Copy the entries exactly. Leave out any pictures.

(Saved data entries)
Content starts

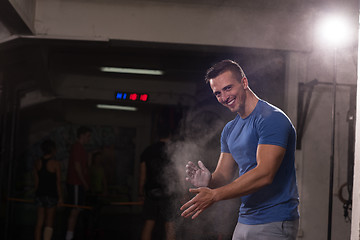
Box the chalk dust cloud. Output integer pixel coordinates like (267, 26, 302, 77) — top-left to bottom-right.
(161, 105, 239, 239)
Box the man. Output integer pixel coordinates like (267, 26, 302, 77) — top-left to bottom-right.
(65, 126, 92, 240)
(139, 126, 176, 240)
(180, 60, 299, 240)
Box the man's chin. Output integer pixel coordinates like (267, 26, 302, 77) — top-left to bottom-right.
(226, 107, 237, 112)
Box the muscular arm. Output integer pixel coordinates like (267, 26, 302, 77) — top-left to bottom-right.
(213, 144, 285, 201)
(181, 144, 285, 218)
(208, 152, 238, 188)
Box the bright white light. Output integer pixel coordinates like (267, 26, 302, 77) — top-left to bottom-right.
(96, 104, 137, 111)
(317, 14, 351, 48)
(100, 67, 164, 75)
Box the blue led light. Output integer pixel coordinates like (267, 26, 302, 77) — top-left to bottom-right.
(116, 93, 123, 99)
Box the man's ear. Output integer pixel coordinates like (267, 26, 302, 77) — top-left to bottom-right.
(242, 77, 249, 89)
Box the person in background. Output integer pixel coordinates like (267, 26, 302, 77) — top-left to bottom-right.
(180, 60, 299, 240)
(89, 151, 107, 202)
(65, 126, 92, 240)
(34, 139, 63, 240)
(139, 126, 176, 240)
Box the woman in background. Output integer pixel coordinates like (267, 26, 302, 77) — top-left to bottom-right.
(34, 139, 63, 240)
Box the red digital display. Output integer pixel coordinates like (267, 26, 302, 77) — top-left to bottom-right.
(115, 92, 149, 102)
(140, 94, 148, 102)
(129, 93, 138, 101)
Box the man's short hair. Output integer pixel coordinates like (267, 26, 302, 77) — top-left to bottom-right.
(205, 59, 246, 83)
(77, 126, 92, 138)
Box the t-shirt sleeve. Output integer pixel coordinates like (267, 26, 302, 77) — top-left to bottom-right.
(257, 111, 291, 148)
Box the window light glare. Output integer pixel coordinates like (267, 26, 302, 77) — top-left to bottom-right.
(317, 15, 350, 48)
(96, 104, 137, 111)
(100, 67, 164, 75)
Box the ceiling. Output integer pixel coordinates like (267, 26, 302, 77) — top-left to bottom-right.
(0, 37, 286, 98)
(1, 37, 287, 128)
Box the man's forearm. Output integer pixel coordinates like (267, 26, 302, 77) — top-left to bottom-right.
(208, 171, 233, 189)
(213, 166, 273, 202)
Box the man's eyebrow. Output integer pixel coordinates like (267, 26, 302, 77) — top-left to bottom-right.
(223, 84, 232, 90)
(213, 91, 220, 95)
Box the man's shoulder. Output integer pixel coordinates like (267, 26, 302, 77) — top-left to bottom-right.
(257, 100, 279, 113)
(255, 101, 295, 138)
(257, 100, 290, 121)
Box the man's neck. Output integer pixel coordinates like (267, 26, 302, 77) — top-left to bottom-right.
(238, 92, 259, 119)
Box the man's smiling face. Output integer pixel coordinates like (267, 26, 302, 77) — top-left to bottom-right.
(209, 70, 247, 114)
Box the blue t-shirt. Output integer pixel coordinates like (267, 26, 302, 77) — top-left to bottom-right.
(221, 100, 299, 225)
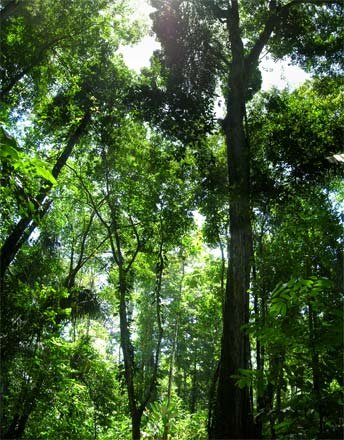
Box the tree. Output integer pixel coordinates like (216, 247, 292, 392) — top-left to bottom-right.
(150, 1, 343, 437)
(242, 78, 343, 438)
(0, 0, 139, 282)
(1, 1, 343, 438)
(63, 114, 196, 439)
(249, 193, 343, 437)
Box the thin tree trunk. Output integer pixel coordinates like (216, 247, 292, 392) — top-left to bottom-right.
(116, 226, 165, 440)
(254, 289, 265, 439)
(207, 362, 220, 437)
(167, 318, 178, 405)
(308, 302, 323, 434)
(266, 381, 276, 439)
(162, 321, 177, 440)
(163, 257, 184, 440)
(3, 379, 42, 439)
(252, 214, 267, 439)
(118, 267, 138, 439)
(190, 360, 198, 413)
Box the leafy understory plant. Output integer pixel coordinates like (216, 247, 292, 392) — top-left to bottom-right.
(270, 276, 334, 317)
(142, 396, 207, 440)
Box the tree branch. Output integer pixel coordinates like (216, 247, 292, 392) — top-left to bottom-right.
(65, 210, 95, 288)
(245, 12, 280, 76)
(77, 211, 96, 268)
(102, 164, 125, 269)
(245, 0, 341, 78)
(125, 216, 141, 274)
(228, 1, 245, 62)
(65, 164, 120, 266)
(283, 0, 342, 7)
(65, 233, 110, 288)
(211, 3, 230, 22)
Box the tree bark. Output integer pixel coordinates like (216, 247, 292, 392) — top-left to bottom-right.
(212, 3, 254, 438)
(131, 411, 142, 440)
(213, 90, 254, 439)
(190, 359, 198, 413)
(209, 0, 339, 437)
(118, 269, 143, 440)
(308, 302, 323, 434)
(118, 267, 137, 439)
(210, 0, 290, 435)
(115, 221, 165, 440)
(3, 379, 41, 439)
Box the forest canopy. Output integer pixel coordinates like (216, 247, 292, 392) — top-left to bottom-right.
(0, 1, 343, 439)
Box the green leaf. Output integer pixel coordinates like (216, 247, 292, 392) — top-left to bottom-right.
(0, 144, 19, 160)
(270, 301, 287, 317)
(0, 125, 17, 150)
(34, 165, 57, 185)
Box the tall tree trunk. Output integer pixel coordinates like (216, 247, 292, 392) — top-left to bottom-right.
(208, 0, 335, 436)
(214, 97, 253, 439)
(212, 3, 254, 438)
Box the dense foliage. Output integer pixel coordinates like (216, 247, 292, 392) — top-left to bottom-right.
(0, 1, 343, 439)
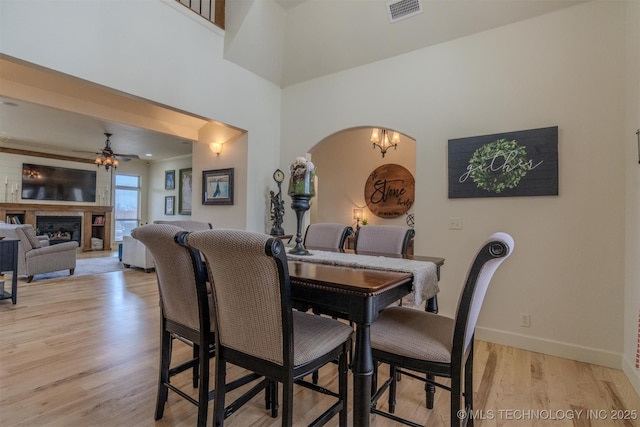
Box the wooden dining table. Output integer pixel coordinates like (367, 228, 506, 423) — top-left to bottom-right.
(287, 253, 444, 427)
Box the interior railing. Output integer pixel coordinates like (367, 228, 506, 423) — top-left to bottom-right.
(176, 0, 225, 29)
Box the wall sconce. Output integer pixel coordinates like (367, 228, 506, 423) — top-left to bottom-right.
(353, 208, 363, 230)
(371, 128, 400, 157)
(209, 142, 223, 155)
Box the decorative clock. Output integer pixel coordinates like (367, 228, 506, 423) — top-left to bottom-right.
(269, 169, 286, 236)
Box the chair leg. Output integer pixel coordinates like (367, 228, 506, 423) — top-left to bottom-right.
(155, 328, 172, 420)
(270, 380, 279, 418)
(197, 342, 209, 427)
(465, 344, 474, 427)
(388, 365, 397, 414)
(282, 379, 294, 426)
(69, 268, 75, 275)
(192, 344, 200, 388)
(426, 374, 435, 409)
(450, 367, 463, 427)
(214, 356, 227, 427)
(339, 345, 349, 426)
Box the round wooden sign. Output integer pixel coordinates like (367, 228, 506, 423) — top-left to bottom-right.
(364, 164, 415, 219)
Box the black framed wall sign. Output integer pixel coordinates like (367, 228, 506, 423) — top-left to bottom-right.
(448, 126, 558, 199)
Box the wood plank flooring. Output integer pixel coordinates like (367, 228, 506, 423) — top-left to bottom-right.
(1, 252, 638, 426)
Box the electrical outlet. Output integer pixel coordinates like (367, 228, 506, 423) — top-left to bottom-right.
(448, 217, 462, 230)
(520, 313, 531, 328)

Content ends

● RESPONSE FOR THIS EXERCISE:
Box the chalk dust cloud. Output integer pixel coordinates like (267, 26, 302, 77) — top-left to bottom-right.
(161, 105, 239, 239)
Box the man. Output integer pixel coordinates like (267, 26, 302, 77) — top-left to bottom-right.
(65, 126, 92, 240)
(139, 126, 176, 240)
(180, 60, 299, 240)
Box the man's chin. Output integer pixel coordinates like (267, 26, 302, 77) — top-left to bottom-right.
(226, 107, 237, 112)
Box the muscular arm. Output integer pixel coordinates like (267, 26, 302, 77) — top-left to bottom-right.
(213, 144, 285, 201)
(181, 144, 285, 218)
(208, 152, 238, 188)
Box the bright white light. Output integer pixel coordinates like (267, 26, 302, 77) — top-left to bottom-right.
(96, 104, 137, 111)
(317, 14, 351, 48)
(100, 67, 164, 75)
Box the blue led light. Output integer pixel coordinates like (267, 26, 302, 77) — top-left to bottom-right.
(116, 93, 123, 99)
Box the man's ear. Output integer pixel coordinates like (267, 26, 302, 77) — top-left to bottom-right.
(242, 77, 249, 89)
Box the person in background. Output integer pixel coordinates like (267, 26, 302, 77) — top-left to bottom-right.
(180, 60, 299, 240)
(89, 151, 107, 202)
(65, 126, 92, 240)
(34, 139, 63, 240)
(139, 126, 176, 240)
Box the woman in background. Output integer pixel coordinates like (267, 26, 302, 77) — top-left to bottom-right.
(34, 139, 63, 240)
Box the red digital display. Output integer pixel coordinates like (267, 26, 302, 77) — top-left to bottom-right.
(115, 92, 149, 102)
(140, 94, 148, 102)
(129, 93, 138, 101)
Box the man's short hair. Output integer pixel coordinates like (267, 26, 302, 77) — top-left to bottom-right.
(205, 59, 246, 83)
(77, 126, 92, 138)
Box the t-shirt sleeve. Output integer pixel coordinates like (267, 26, 302, 77) — top-left to bottom-right.
(257, 111, 291, 148)
Box the window light glare. Output integer pixel coordinates like (267, 26, 302, 77) — top-left to bottom-right.
(317, 15, 350, 48)
(96, 104, 137, 111)
(100, 67, 164, 75)
Box the ceiling. Output integer pixel coordinates like (267, 26, 302, 77) — top-left to bottom-right.
(0, 37, 286, 98)
(1, 37, 287, 128)
Box the man's forearm. Output integer pixel coordinates like (267, 26, 302, 77) — top-left to bottom-right.
(208, 171, 233, 189)
(213, 166, 273, 202)
Box the man's eyebrow. Output integer pixel coordinates like (267, 26, 302, 77) — top-left to bottom-right.
(223, 84, 232, 90)
(213, 91, 220, 95)
Box the man's shoulder. Output integer pixel coordinates like (267, 26, 302, 77) — top-left to bottom-right.
(257, 100, 279, 113)
(255, 101, 295, 138)
(257, 100, 290, 121)
Box the man's neck. Output integer pixel coordinates like (267, 26, 302, 77) — top-left to bottom-right.
(238, 92, 259, 119)
Box the man's smiling face. Output integer pixel coordinates like (267, 26, 302, 77) — top-left to bottom-right.
(209, 70, 247, 114)
Box the blue t-shirt. Output integer pixel coordinates like (267, 26, 302, 77) — top-left to bottom-right.
(221, 100, 299, 225)
Box the tree. Output integer pixel coordinates like (216, 247, 292, 392) — top-left to bottom-right.
(150, 1, 343, 437)
(242, 78, 343, 438)
(0, 0, 139, 282)
(1, 1, 343, 438)
(63, 114, 196, 439)
(249, 193, 343, 437)
Box the thin tree trunk. Output integer pixel coordinates like (216, 247, 292, 392) — top-left to bottom-right.
(116, 226, 165, 440)
(254, 289, 265, 439)
(207, 362, 220, 437)
(167, 318, 178, 405)
(308, 302, 323, 434)
(266, 381, 276, 439)
(162, 321, 177, 440)
(163, 257, 184, 440)
(3, 379, 42, 439)
(252, 214, 267, 439)
(118, 267, 138, 439)
(190, 360, 198, 413)
Box the leafy understory plant. Output integer pixel coordinates like (216, 247, 292, 392) — top-left to bottom-right.
(270, 276, 334, 317)
(142, 396, 207, 440)
Box the tree branch. Output integer pixel coordinates like (216, 247, 292, 392) — top-left to bottom-right.
(65, 210, 95, 288)
(245, 12, 280, 76)
(77, 211, 96, 268)
(102, 164, 125, 269)
(245, 0, 341, 78)
(125, 216, 141, 274)
(228, 1, 245, 62)
(65, 164, 120, 266)
(283, 0, 342, 7)
(65, 233, 110, 288)
(211, 3, 230, 22)
Box the tree bark. Output integer pixel coordinates like (216, 247, 292, 392) — top-left to bottom-right.
(212, 3, 254, 438)
(131, 411, 142, 440)
(213, 90, 254, 439)
(190, 359, 198, 413)
(209, 0, 339, 437)
(118, 269, 143, 440)
(308, 302, 323, 434)
(118, 267, 137, 439)
(210, 0, 290, 435)
(115, 221, 165, 440)
(3, 379, 41, 439)
Box the forest canopy. Output integer pixel coordinates like (216, 247, 292, 392) — top-left to bottom-right.
(0, 1, 343, 439)
Box the green leaf. Output integer pixel coordinates like (216, 247, 292, 392) — top-left to bottom-right.
(0, 144, 19, 160)
(270, 301, 287, 317)
(0, 125, 17, 150)
(34, 165, 57, 185)
Box the tall tree trunk. Output integer pixel coordinates like (216, 247, 292, 392) — top-left to bottom-right.
(208, 0, 335, 436)
(214, 97, 253, 439)
(212, 3, 254, 438)
Box the dense foliage. Output integer pixel coordinates like (216, 247, 292, 392) — top-left to bottom-right.
(0, 1, 343, 439)
Box the wooden dining table. Output integer pixel coordinates like (367, 228, 506, 423) — top-left to bottom-right.
(287, 253, 444, 427)
Box the interior railing. Output integer pixel coordinates like (367, 228, 506, 423) — top-left to bottom-right.
(176, 0, 225, 29)
Box the wall sconce. Output integer pixel coordinates like (367, 228, 506, 423) — top-left to bottom-right.
(353, 208, 363, 230)
(371, 128, 400, 157)
(209, 142, 223, 155)
Box the decorative clock. Output integer pixel coordinates like (367, 228, 506, 423) — top-left to bottom-right.
(269, 169, 286, 236)
Box the chair leg. Output integer pixel coordinates like (367, 228, 506, 423) — top-left to bottom-right.
(155, 328, 172, 420)
(270, 380, 279, 418)
(197, 342, 209, 427)
(465, 344, 474, 427)
(388, 365, 397, 414)
(282, 379, 294, 426)
(69, 268, 75, 275)
(192, 344, 200, 388)
(426, 374, 435, 409)
(450, 367, 463, 427)
(214, 356, 227, 427)
(339, 345, 349, 426)
Box the round wooden sign. Output integer pixel coordinates like (367, 228, 506, 423) — top-left to bottom-right.
(364, 164, 415, 219)
Box the black framed wall sign. Output integer pixel coordinates like (367, 228, 506, 423) — top-left to bottom-right.
(448, 126, 558, 199)
Box the wood plank flooring. Output integer pixel coordinates like (367, 228, 506, 423) — top-left to bottom-right.
(1, 252, 638, 426)
Box the electrical outlet. Output integer pixel coordinates like (367, 228, 506, 423) — top-left to bottom-right.
(448, 217, 462, 230)
(520, 313, 531, 328)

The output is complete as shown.